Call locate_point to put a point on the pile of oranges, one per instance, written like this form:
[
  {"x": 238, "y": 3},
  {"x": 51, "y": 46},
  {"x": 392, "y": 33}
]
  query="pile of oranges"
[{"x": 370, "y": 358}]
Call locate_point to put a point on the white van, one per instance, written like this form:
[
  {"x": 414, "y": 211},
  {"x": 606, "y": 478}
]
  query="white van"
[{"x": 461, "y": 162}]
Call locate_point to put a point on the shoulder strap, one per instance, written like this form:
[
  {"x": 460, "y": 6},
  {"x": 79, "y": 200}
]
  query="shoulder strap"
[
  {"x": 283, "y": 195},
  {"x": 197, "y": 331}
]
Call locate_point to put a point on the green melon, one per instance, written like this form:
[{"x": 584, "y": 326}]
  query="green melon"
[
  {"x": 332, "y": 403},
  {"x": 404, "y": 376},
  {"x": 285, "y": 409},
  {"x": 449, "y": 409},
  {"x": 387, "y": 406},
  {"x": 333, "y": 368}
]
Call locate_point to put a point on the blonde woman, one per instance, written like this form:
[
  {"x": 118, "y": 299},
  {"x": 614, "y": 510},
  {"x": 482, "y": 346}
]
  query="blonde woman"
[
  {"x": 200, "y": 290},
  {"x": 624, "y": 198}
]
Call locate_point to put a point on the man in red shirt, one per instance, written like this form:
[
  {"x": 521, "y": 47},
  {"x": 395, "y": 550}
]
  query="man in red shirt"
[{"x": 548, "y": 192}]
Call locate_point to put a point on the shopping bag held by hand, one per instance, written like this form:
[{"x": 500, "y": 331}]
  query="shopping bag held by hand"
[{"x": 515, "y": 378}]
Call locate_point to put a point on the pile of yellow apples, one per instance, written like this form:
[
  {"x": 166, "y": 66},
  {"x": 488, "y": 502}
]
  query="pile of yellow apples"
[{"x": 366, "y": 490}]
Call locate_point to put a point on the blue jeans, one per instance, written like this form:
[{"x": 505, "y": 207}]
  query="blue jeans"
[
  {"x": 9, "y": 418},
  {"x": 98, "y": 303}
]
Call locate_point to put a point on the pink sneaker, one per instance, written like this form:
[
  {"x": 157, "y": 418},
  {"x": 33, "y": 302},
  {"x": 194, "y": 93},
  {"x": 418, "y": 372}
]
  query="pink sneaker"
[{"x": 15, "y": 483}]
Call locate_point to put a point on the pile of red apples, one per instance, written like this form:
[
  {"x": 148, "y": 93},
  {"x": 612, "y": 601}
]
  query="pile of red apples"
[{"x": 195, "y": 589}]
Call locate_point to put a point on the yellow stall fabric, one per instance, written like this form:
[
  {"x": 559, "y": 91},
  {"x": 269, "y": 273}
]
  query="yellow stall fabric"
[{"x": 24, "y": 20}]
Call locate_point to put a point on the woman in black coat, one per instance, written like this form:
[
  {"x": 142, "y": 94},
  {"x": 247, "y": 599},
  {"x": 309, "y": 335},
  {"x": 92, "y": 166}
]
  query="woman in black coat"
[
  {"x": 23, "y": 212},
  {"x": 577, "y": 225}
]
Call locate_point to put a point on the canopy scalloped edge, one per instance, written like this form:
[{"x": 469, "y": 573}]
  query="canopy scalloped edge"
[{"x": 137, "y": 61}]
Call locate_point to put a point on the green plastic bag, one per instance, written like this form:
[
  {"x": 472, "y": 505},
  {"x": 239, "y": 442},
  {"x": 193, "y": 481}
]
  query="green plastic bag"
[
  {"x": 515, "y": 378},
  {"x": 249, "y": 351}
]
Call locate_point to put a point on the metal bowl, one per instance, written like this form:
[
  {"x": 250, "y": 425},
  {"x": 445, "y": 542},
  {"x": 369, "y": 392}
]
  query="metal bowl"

AIM OF THE EXERCISE: Only lines that include "bowl" belong in the answer; copy all of them from the listing.

RESPONSE:
Call locate_point to put a point on the metal bowl, one per instance, written like this form:
  query="metal bowl"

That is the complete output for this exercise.